Saint-Exupéry, a raíz de este episodio, vivió los momentos más angustiosos, probablemente, de su vida, los serios problemas con la bebida de los que ya hemos hablado fueron una consecuencia dramática de ello, y el silencio que se enseñoreó del hombre que nunca dejaba de hablar.

Pero el panorama se le iba aclarando algo, casi al final, empezaba a conectar con los norteamericanos que tanto admiraban su obra, sobre todo los jóvenes con su entusiasmo prístino le aclamaban en sus conferencias como si fuera una estrella de la canción, y sonreía cuando valoraba seriamente la posibilidad de volver a la guerra que tanto odiaba y aportar su entrega para colaborar, como el hombre de acción que era, en acabar con ella.





[i] Ciudadela se publicaría en 1948, sería la amante más constante de su vida, Nelly de Vogúé, quien facilitaría el material que él le había entregado. A pesar de su carácter de obra incompleta, "Ciudadela" aporta ella sola casi tantas páginas como el resto de su obra junta. Aunque no falta quien la califique como su obra maestra, lo cierto es que pasa por ser el único fracaso de crítica de Saint-Exupéry e incluso algunos de sus seguidores más recalcitrantes no acaban de verla a la altura de "Tierra de los hombres" o "Piloto de guerra", achacándolo, principalmente, a una desafortunada ordenación del contenido del manuscrito y la indefinición de su mensaje moral y filosófico aprisionado en la ampulosidad y una ausencia de la sencillez prístina que impregnara otras obras suyas como "El pequeño príncipe".

• [Actividad]: Reproduce de forma literal el fragmento del texto sobre Saint-Exupéry comprendido entre "Saint-Exupéry, a raíz" y "acabar con ella.", ambos incluidos.

(Entradas de datos)

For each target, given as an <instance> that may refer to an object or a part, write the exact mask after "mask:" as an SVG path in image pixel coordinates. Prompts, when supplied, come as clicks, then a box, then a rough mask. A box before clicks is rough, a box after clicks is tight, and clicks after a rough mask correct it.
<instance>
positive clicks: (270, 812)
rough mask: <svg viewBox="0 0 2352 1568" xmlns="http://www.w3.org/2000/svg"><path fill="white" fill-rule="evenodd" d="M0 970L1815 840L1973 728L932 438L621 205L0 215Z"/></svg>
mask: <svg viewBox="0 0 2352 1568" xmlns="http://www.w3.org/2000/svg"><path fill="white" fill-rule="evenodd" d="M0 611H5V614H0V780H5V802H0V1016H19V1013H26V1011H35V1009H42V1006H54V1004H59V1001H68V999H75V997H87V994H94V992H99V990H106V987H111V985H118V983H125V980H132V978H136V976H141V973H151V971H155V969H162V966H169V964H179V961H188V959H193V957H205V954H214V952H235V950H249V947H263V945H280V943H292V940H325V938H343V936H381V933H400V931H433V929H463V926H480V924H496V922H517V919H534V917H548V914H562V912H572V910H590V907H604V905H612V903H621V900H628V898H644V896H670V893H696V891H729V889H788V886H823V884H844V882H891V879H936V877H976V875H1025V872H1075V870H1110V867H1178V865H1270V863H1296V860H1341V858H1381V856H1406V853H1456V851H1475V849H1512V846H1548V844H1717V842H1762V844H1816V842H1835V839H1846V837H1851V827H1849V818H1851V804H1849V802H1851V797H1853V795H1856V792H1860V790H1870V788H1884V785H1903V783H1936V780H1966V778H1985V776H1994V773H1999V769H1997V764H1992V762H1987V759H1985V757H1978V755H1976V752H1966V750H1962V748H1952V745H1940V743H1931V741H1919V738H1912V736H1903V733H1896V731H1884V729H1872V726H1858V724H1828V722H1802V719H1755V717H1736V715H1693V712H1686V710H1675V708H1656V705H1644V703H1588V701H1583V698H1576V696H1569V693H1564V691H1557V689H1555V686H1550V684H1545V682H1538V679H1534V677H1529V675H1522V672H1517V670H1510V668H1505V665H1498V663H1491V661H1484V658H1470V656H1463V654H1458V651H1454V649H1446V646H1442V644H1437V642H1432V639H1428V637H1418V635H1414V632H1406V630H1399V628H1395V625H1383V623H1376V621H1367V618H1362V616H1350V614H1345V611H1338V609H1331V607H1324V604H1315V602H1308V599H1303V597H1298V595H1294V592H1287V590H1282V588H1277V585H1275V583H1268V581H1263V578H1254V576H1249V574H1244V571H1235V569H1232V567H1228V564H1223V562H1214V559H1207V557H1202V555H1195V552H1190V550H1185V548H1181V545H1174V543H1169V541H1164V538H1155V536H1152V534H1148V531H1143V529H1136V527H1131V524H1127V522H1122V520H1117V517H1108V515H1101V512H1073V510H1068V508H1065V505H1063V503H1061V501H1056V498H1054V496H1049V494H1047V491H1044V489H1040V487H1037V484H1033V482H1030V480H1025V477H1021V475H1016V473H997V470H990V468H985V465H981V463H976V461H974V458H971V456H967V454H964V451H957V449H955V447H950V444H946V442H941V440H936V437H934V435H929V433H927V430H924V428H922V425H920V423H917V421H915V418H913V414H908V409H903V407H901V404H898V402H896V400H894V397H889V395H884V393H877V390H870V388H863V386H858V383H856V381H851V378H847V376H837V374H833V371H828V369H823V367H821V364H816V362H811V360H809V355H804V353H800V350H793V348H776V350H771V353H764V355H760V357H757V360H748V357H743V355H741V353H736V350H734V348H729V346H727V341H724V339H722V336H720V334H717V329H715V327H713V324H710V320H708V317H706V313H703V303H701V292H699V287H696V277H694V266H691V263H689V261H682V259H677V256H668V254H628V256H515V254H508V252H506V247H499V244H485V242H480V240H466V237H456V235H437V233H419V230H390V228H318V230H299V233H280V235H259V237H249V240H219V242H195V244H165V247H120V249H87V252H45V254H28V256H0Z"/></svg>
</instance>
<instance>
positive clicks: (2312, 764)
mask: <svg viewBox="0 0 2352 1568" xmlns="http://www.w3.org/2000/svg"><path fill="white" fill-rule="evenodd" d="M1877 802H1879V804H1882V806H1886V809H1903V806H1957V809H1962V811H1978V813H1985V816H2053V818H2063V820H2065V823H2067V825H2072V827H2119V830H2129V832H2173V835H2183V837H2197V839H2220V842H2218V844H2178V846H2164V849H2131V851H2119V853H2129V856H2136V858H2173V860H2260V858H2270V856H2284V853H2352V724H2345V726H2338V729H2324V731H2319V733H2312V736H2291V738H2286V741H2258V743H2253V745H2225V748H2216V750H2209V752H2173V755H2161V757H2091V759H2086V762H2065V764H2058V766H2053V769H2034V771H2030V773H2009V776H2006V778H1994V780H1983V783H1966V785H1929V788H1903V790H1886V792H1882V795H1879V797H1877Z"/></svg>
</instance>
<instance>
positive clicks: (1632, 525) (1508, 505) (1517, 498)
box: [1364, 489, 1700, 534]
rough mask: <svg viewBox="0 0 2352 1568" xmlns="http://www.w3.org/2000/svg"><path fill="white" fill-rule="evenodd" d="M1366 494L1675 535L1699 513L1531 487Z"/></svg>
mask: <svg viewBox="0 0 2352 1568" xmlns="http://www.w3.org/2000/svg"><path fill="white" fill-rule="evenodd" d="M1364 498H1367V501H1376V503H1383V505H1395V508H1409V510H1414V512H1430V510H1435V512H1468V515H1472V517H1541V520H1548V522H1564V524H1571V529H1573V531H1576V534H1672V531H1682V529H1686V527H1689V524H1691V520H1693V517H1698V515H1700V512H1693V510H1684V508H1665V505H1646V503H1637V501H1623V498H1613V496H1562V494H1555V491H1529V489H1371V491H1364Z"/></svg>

• [Solución del ejercicio]:
Saint-Exupéry, a raíz de este episodio, vivió los momentos más angustiosos, probablemente, de su vida, los serios problemas con la bebida de los que ya hemos hablado fueron una consecuencia dramática de ello, y el silencio que se enseñoreó del hombre que nunca dejaba de hablar.

Pero el panorama se le iba aclarando algo, casi al final, empezaba a conectar con los norteamericanos que tanto admiraban su obra, sobre todo los jóvenes con su entusiasmo prístino le aclamaban en sus conferencias como si fuera una estrella de la canción, y sonreía cuando valoraba seriamente la posibilidad de volver a la guerra que tanto odiaba y aportar su entrega para colaborar, como el hombre de acción que era, en acabar con ella.